===== SOURCE DATA

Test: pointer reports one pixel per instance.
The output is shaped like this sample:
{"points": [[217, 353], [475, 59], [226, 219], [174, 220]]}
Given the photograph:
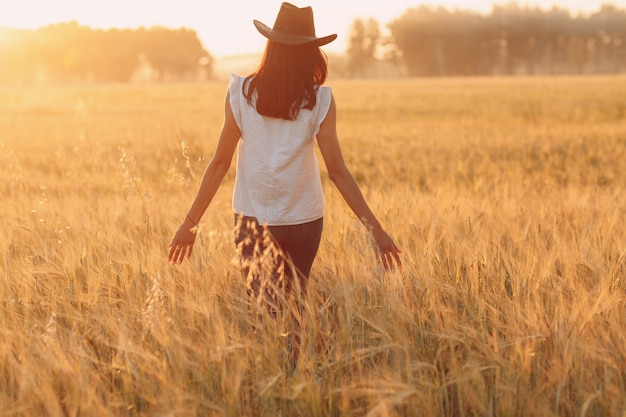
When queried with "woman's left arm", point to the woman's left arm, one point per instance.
{"points": [[184, 239]]}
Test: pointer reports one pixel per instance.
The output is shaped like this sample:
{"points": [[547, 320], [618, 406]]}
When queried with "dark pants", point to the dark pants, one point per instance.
{"points": [[276, 260]]}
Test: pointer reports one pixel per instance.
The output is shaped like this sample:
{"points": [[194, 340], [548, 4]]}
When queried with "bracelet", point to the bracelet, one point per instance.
{"points": [[192, 222]]}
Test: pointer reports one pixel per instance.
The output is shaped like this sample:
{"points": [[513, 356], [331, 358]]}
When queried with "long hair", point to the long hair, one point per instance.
{"points": [[286, 80]]}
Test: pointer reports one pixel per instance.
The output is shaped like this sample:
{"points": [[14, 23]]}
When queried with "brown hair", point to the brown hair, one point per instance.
{"points": [[287, 79]]}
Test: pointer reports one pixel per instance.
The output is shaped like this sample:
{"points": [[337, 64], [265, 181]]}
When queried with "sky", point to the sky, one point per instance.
{"points": [[225, 28]]}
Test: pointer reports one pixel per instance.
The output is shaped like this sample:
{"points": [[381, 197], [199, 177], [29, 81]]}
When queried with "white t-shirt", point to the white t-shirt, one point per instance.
{"points": [[278, 178]]}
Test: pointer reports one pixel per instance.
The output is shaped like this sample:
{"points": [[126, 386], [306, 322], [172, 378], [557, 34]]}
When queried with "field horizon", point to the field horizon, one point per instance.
{"points": [[506, 195]]}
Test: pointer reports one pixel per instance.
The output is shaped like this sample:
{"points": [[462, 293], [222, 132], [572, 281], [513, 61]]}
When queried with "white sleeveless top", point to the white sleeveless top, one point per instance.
{"points": [[278, 178]]}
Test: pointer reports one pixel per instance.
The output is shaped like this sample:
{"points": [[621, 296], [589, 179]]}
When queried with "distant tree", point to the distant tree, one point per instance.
{"points": [[71, 52], [363, 40], [511, 40]]}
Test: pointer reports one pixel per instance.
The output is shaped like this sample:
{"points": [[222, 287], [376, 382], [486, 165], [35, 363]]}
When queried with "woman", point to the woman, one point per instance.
{"points": [[272, 118]]}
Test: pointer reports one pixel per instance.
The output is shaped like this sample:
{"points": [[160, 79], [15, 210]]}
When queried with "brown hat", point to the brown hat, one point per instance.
{"points": [[293, 26]]}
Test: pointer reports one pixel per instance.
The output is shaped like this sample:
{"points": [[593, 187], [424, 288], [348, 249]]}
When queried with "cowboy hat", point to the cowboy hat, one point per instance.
{"points": [[293, 26]]}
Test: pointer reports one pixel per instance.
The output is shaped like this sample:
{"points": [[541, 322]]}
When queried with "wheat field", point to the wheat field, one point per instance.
{"points": [[506, 195]]}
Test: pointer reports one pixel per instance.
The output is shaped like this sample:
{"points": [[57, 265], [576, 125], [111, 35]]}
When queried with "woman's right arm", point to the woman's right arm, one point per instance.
{"points": [[183, 241], [343, 179]]}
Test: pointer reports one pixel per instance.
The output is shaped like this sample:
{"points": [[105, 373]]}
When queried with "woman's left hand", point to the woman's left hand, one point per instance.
{"points": [[387, 250], [183, 241]]}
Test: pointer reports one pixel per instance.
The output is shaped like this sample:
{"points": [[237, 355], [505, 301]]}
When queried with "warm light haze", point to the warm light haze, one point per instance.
{"points": [[225, 28]]}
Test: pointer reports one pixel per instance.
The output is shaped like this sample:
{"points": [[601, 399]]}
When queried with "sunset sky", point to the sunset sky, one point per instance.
{"points": [[225, 28]]}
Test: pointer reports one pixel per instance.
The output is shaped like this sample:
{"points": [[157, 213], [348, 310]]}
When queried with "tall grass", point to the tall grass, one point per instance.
{"points": [[506, 196]]}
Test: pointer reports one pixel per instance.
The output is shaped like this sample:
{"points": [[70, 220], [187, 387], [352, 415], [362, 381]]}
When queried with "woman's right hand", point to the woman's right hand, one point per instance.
{"points": [[183, 241], [387, 250]]}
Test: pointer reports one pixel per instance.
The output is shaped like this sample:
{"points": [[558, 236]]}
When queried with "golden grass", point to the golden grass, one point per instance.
{"points": [[506, 195]]}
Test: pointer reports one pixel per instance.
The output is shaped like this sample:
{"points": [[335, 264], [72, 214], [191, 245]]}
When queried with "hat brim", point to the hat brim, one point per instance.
{"points": [[290, 38]]}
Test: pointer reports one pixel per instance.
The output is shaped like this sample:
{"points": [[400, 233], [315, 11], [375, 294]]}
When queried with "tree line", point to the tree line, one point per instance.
{"points": [[423, 41], [430, 41], [71, 52]]}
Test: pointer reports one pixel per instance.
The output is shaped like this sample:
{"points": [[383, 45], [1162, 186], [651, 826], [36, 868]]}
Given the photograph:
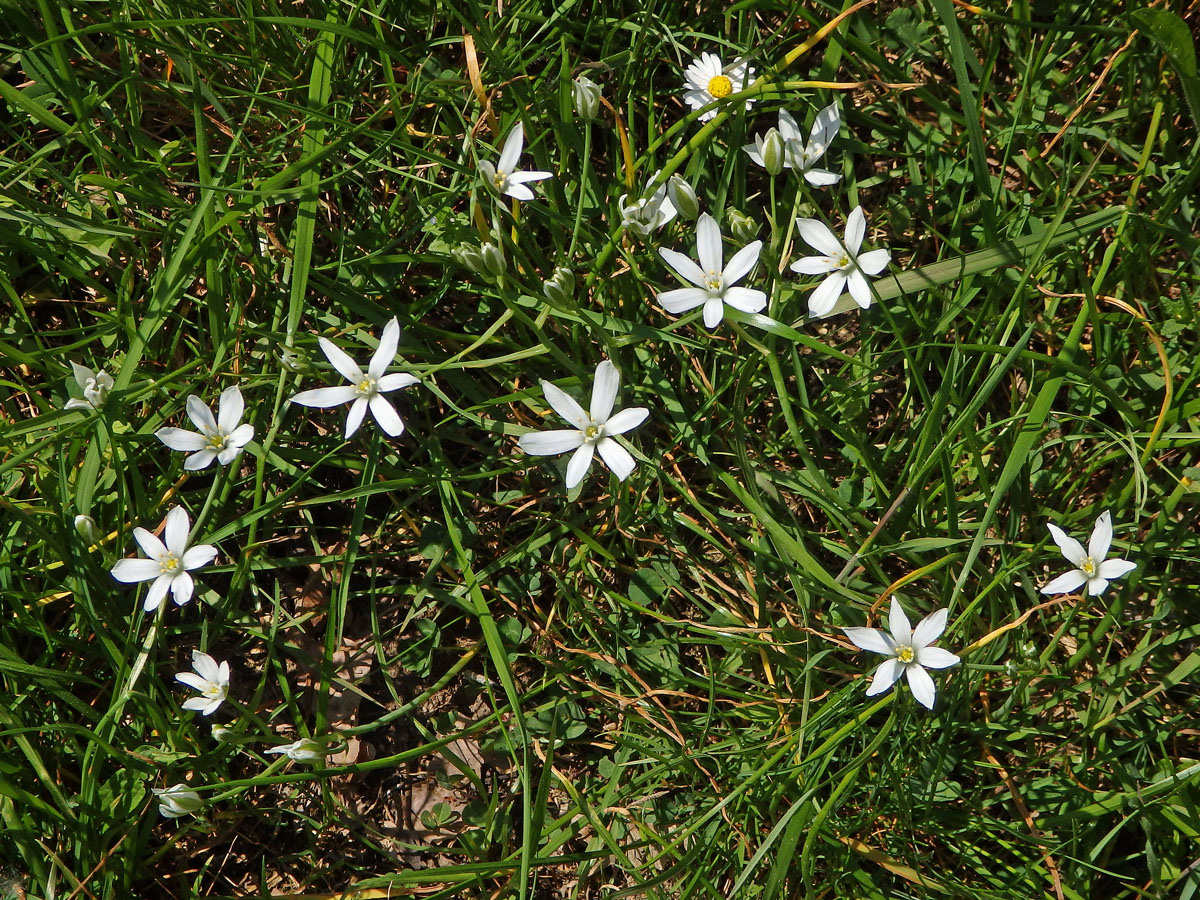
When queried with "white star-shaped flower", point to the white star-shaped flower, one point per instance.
{"points": [[503, 178], [841, 262], [178, 801], [714, 281], [1091, 567], [707, 81], [211, 679], [365, 389], [95, 387], [221, 438], [907, 651], [798, 155], [168, 563], [593, 431], [303, 750]]}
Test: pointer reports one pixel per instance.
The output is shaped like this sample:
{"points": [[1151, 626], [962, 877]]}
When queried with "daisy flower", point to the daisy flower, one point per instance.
{"points": [[707, 81], [907, 651], [365, 389], [592, 431], [168, 563], [1091, 568], [503, 178], [841, 263], [714, 281], [221, 438]]}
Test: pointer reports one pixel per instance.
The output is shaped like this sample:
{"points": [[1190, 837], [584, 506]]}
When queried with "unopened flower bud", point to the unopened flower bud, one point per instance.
{"points": [[85, 527], [493, 259], [773, 153], [744, 228], [683, 197], [559, 287], [586, 94]]}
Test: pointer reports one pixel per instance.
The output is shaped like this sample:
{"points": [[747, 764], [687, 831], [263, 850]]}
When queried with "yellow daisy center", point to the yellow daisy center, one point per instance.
{"points": [[720, 87]]}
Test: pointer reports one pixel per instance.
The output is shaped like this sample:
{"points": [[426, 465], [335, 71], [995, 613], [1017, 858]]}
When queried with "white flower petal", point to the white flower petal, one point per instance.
{"points": [[565, 406], [201, 415], [856, 229], [181, 588], [135, 570], [1071, 547], [396, 381], [1113, 569], [156, 593], [1066, 582], [825, 297], [199, 460], [870, 639], [341, 360], [873, 262], [579, 465], [385, 352], [604, 391], [325, 397], [742, 262], [922, 687], [687, 269], [198, 556], [625, 420], [231, 407], [714, 311], [929, 629], [387, 415], [745, 299], [682, 299], [885, 677], [354, 417], [180, 439], [550, 443], [819, 237], [513, 147], [898, 624], [708, 244], [936, 658], [616, 457], [1102, 537]]}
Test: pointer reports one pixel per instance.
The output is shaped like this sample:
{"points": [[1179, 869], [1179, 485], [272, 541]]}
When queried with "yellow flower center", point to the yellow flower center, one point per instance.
{"points": [[720, 87]]}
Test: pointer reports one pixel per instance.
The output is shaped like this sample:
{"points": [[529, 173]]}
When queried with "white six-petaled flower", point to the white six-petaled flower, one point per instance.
{"points": [[707, 81], [365, 389], [907, 651], [303, 750], [714, 281], [168, 563], [503, 178], [841, 263], [95, 387], [593, 431], [798, 155], [211, 679], [221, 438], [1091, 567], [178, 801]]}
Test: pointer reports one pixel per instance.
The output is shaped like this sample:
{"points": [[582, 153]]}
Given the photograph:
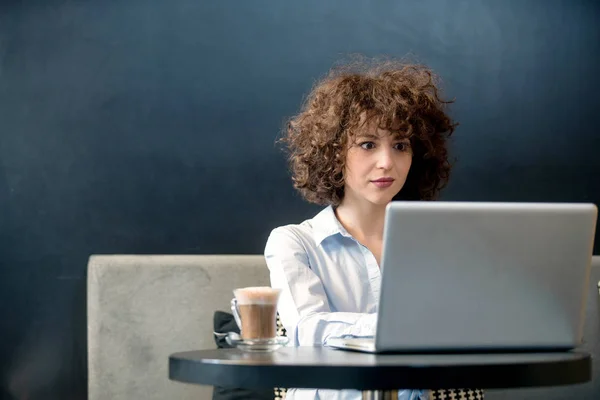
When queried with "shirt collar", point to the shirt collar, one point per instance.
{"points": [[326, 224]]}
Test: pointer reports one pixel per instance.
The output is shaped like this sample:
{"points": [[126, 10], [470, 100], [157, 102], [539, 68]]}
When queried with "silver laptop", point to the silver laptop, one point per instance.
{"points": [[469, 276]]}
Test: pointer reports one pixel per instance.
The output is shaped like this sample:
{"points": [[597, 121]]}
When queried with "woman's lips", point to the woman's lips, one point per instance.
{"points": [[383, 183]]}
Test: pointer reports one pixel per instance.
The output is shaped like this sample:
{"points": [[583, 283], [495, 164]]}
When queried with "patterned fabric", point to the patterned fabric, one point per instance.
{"points": [[440, 394], [457, 394]]}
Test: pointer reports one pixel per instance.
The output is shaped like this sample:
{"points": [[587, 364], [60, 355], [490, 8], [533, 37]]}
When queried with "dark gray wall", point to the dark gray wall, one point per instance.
{"points": [[148, 126]]}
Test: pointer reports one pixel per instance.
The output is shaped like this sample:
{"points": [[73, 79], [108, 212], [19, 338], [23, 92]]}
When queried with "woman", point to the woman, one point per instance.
{"points": [[368, 133]]}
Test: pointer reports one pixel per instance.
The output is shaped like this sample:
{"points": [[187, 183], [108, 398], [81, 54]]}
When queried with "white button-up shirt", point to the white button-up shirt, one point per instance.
{"points": [[329, 287]]}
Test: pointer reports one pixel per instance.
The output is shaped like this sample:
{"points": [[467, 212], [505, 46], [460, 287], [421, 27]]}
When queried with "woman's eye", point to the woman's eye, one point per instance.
{"points": [[402, 146], [367, 145]]}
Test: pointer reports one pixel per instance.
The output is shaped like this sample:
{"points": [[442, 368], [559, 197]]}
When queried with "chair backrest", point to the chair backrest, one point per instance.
{"points": [[591, 338], [142, 308]]}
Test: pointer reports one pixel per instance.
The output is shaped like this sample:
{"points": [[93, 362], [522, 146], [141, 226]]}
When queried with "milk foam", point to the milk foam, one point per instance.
{"points": [[257, 295]]}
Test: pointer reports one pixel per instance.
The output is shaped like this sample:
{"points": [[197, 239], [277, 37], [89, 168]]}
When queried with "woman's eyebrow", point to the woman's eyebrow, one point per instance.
{"points": [[367, 136]]}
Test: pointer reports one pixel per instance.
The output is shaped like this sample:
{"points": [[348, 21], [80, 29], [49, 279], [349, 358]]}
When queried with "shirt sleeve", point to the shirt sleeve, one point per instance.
{"points": [[303, 306]]}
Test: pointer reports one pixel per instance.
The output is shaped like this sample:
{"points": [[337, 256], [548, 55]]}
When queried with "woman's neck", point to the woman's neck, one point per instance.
{"points": [[363, 221]]}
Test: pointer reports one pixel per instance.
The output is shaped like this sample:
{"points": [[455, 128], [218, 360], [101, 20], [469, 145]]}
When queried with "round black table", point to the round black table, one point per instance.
{"points": [[325, 368]]}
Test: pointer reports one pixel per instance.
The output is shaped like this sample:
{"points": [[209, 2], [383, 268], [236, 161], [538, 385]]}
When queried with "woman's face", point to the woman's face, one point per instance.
{"points": [[377, 164]]}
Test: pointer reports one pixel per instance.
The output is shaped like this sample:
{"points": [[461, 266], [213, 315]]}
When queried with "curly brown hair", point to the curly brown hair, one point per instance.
{"points": [[397, 94]]}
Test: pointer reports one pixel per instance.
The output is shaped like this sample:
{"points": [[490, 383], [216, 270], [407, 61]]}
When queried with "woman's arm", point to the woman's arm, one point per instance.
{"points": [[303, 306]]}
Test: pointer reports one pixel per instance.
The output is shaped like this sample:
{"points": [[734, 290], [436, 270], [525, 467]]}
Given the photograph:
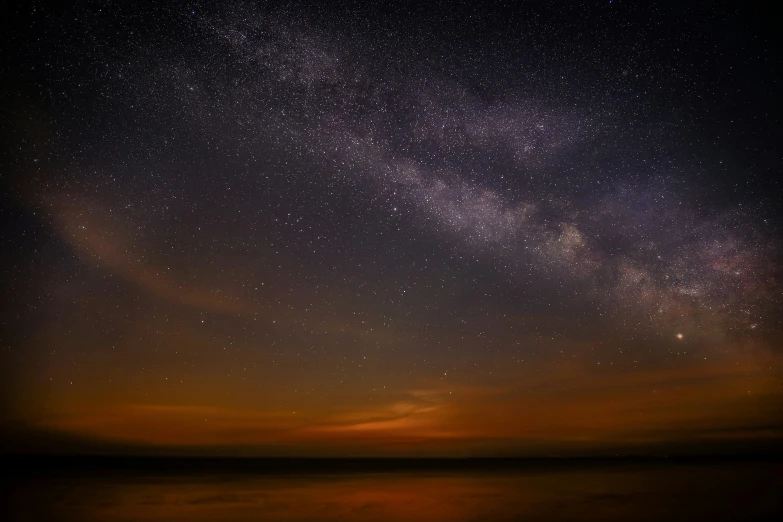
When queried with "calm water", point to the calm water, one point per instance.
{"points": [[750, 491]]}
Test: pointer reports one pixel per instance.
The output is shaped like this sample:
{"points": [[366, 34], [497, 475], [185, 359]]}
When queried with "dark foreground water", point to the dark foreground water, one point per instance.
{"points": [[603, 491]]}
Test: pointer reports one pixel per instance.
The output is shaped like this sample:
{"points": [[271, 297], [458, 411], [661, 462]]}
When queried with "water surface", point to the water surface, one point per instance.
{"points": [[733, 491]]}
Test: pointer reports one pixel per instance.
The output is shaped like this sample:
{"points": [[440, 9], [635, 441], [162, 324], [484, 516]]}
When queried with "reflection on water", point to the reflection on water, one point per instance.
{"points": [[715, 492]]}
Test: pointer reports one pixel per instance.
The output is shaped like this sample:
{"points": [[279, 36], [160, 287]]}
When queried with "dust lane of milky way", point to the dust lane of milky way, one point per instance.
{"points": [[264, 227]]}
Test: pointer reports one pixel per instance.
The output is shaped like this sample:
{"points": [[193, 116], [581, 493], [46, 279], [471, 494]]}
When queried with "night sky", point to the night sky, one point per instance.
{"points": [[356, 229]]}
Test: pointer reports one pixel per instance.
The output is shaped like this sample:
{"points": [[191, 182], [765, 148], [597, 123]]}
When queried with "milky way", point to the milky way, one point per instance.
{"points": [[515, 174], [363, 213]]}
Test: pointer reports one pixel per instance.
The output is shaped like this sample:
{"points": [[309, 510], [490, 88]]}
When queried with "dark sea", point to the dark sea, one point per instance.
{"points": [[183, 490]]}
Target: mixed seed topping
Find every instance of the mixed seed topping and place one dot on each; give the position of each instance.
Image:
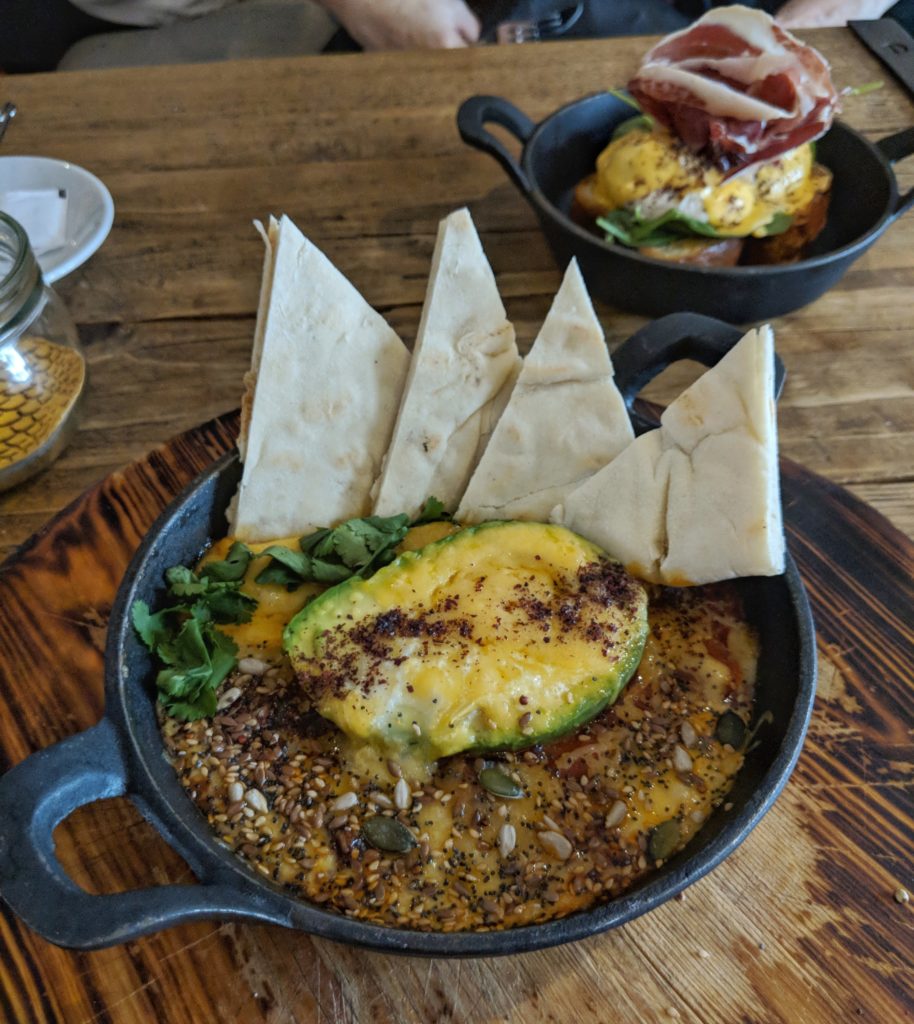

==========

• ABOUT THIS TASK: Tally the lines in the data that contain the string "mixed". Report only the total.

• ANSWER BOX: 2